### EXERCISE PROMPT
Restate all of the entries exactly, dropping any pictures they hold.

### DATA PROVIDED
/---

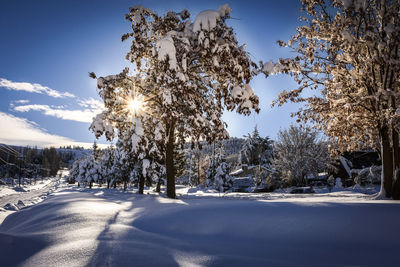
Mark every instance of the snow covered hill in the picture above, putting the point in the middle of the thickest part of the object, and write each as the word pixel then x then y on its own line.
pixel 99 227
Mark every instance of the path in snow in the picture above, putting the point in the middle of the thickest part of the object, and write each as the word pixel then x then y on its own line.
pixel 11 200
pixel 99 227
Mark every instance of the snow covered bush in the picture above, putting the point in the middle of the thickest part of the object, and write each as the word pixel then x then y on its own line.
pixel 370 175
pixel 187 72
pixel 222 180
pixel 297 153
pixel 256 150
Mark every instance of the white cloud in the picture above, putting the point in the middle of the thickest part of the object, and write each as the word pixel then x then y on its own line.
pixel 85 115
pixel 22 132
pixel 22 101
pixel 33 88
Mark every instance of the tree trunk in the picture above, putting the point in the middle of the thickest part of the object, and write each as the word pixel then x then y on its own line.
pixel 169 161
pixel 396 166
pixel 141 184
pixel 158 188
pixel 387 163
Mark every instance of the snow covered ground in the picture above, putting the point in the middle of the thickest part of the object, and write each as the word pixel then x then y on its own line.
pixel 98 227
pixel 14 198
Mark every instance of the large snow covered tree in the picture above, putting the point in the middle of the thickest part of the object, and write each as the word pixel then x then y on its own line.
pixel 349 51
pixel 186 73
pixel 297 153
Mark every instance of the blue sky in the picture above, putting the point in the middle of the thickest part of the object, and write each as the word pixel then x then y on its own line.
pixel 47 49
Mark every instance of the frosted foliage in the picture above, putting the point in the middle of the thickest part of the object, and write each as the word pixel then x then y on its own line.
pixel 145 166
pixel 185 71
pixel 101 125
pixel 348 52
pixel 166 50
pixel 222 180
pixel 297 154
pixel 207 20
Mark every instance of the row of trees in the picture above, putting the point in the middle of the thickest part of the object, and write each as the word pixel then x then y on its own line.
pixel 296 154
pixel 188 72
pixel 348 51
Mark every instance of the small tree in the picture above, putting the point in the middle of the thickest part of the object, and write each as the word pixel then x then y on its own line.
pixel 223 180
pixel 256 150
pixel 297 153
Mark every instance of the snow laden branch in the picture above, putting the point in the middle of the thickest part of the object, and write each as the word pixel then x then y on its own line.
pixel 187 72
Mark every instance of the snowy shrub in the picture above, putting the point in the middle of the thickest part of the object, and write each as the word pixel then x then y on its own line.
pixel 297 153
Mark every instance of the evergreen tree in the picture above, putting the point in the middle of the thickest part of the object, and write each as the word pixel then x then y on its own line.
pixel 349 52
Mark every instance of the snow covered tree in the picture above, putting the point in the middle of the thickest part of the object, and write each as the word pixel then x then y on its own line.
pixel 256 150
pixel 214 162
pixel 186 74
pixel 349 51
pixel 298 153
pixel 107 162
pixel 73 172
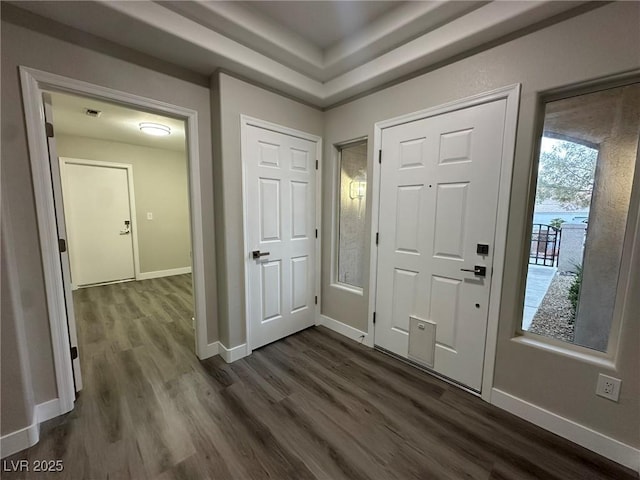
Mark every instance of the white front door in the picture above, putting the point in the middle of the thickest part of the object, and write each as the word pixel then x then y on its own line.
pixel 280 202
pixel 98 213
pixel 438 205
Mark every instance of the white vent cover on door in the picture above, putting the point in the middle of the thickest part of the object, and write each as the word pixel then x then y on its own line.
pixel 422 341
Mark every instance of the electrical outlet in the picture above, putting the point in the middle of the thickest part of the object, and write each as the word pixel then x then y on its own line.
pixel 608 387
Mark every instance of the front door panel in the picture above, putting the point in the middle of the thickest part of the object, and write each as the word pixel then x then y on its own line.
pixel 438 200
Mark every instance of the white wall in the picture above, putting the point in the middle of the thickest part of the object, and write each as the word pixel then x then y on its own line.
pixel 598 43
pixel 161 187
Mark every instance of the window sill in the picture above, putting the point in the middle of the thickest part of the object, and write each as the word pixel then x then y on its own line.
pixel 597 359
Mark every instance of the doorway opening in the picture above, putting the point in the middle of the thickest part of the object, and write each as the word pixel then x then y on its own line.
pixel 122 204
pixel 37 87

\---

### EXPECTED OUTPUT
Mark every instance of the snow covered hill in the picture above, putting the point in the middle of the thickest part of the object, and write each as the word pixel then x then y on its own line.
pixel 99 227
Mark every instance of the path in snow in the picture above, putting the point in the middle of the thickest part of the object, and write each as the word pixel then x then y on its own line.
pixel 11 200
pixel 99 227
Mark every instance of the snow covered bush in the picture above, putting the point in the middle of the thickest part of the object, and write each as the word pixel then x then y on its own line.
pixel 370 175
pixel 187 72
pixel 222 180
pixel 297 153
pixel 256 150
Mark every instance of the white cloud in the picture above, putting the point in the middle of the thickest part of the object, and write each as the word pixel then x then y on its own line.
pixel 85 115
pixel 22 132
pixel 22 101
pixel 33 88
Mark every instance of the tree trunk in the picture above, putting the point in the middle of the thickest part of the object, and write each as the word pixel then x then y on its own line.
pixel 169 161
pixel 396 166
pixel 141 184
pixel 158 188
pixel 387 163
Mark every instance of the snow covered ground in the picture above, putting the point in the middle of the thickest part of the object, and write each as the word pixel then x then y on its own line.
pixel 98 227
pixel 14 198
Mark every instance of the large snow covered tree in the picture above, putting the point in the middle of the thickest part of the object, and write each as the word pixel then x then y on its own line.
pixel 349 51
pixel 186 73
pixel 297 153
Mark every instance of the blue sky in the picture above, putting the point in the middle of the thickest part of the object, and write each as the word pixel then x then y on its own line.
pixel 47 49
Mark every instance of the frosted foliage in the picture above, putting the point in the middle of the thickest part of the object, and write each as the word pixel then x then y on its own line.
pixel 145 166
pixel 185 71
pixel 101 125
pixel 348 52
pixel 166 50
pixel 222 180
pixel 297 154
pixel 207 20
Mark every instance of the row of trees in the picture above, putting the point in the middle of the thickest part of the object, and write each as the word pixel then x then y on its own line.
pixel 296 154
pixel 188 72
pixel 348 51
Mark every instance of the small tree in the picture above, putting the point in the middle of the thickest part of the object, and write each as the word pixel then x then y on its own line.
pixel 223 180
pixel 256 150
pixel 297 153
Mark every instance of the snow laden branch in the picture above, putting the point in the middle of the thickest part of the object, and write each as the word pixel then x then y on its own line.
pixel 187 72
Mark every instance of the snowy shrub in the picture above, putting the point in the middle of the thickest part of the object, and write each as the word pixel then x then y on its own line.
pixel 297 153
Mark every instance of the evergreen tree in the picture above, putting the point in the middle of the thickest part of the object, and write each as the word pixel then x then y on its own line.
pixel 349 52
Mark every instance of the snow covered tree in the picture above, putting the point in the middle of the thickest part of the object, and write each as the word pixel then x then y on its own line.
pixel 256 150
pixel 214 162
pixel 186 74
pixel 349 51
pixel 298 153
pixel 107 162
pixel 73 172
Mark every instance of the white front door in the picture above, putting the point in the middle of the thickest part of the object, and write each as the word pixel then x then y on its own line.
pixel 280 202
pixel 98 213
pixel 438 205
Mark every instance of the white vent cover on door in the picture above, putting the point in the middle of the thickest part of the object, and write each as the word pixel then x then y on its own line.
pixel 422 341
Mark every instance of the electrical outlet in the picture above, putting the point in the middle of the thickest part of the object, and write each as the word pixel then x then y on its own line.
pixel 608 387
Mark every instance of the front door panel in the picture above, putting the point in the middle of the thickest part of the object, and write each as the word pixel then x then y on its own line.
pixel 438 200
Mark every instance of the white wall in the picture above, putting the point in the middle of the thickest part of the object, and write each as the word pixel then x then y on its own line.
pixel 598 43
pixel 161 187
Mark every instance of the window sill in the picture above, putting the point in the middle of the thickest part of the object, and write each as the word pixel then x then y on its own line.
pixel 597 359
Mark every instance of the doorway opening in the picture above, putting the point in the middle of the thickest part of the object, and write each as the word pixel then x then y on its own line.
pixel 122 204
pixel 37 87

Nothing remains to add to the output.